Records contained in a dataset
┄┄┄┄┄┄┄┄┄┄┄┄┄┄┄┄┄┄┄┄
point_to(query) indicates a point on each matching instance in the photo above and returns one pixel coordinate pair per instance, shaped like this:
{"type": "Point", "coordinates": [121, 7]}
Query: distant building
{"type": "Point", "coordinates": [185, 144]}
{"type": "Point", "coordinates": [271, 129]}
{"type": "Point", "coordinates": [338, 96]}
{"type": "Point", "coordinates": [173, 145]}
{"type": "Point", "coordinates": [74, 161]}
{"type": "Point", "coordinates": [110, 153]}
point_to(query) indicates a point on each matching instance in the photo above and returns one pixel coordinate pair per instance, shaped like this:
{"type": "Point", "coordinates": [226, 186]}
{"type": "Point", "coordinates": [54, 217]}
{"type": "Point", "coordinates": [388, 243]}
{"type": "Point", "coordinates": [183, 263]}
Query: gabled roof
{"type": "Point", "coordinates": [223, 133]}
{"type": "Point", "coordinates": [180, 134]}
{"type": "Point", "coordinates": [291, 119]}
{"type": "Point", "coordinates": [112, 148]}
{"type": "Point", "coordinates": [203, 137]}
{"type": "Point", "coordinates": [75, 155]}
┄┄┄┄┄┄┄┄┄┄┄┄┄┄┄┄┄┄┄┄
*Instructions to follow:*
Give back the data exactly.

*Answer space:*
point_to(query) indicates a point on each matching instance in the photo above and returns one pixel coordinate pair per instance, shaped like this:
{"type": "Point", "coordinates": [121, 7]}
Query: distant building
{"type": "Point", "coordinates": [185, 144]}
{"type": "Point", "coordinates": [271, 129]}
{"type": "Point", "coordinates": [338, 96]}
{"type": "Point", "coordinates": [173, 145]}
{"type": "Point", "coordinates": [74, 161]}
{"type": "Point", "coordinates": [110, 153]}
point_to(query) indicates a point on each matching instance in the photo above and returns one pixel coordinate pair per instance, shaped like this:
{"type": "Point", "coordinates": [226, 186]}
{"type": "Point", "coordinates": [54, 217]}
{"type": "Point", "coordinates": [388, 243]}
{"type": "Point", "coordinates": [183, 263]}
Query: gabled roof
{"type": "Point", "coordinates": [223, 133]}
{"type": "Point", "coordinates": [180, 134]}
{"type": "Point", "coordinates": [291, 119]}
{"type": "Point", "coordinates": [112, 148]}
{"type": "Point", "coordinates": [203, 137]}
{"type": "Point", "coordinates": [75, 155]}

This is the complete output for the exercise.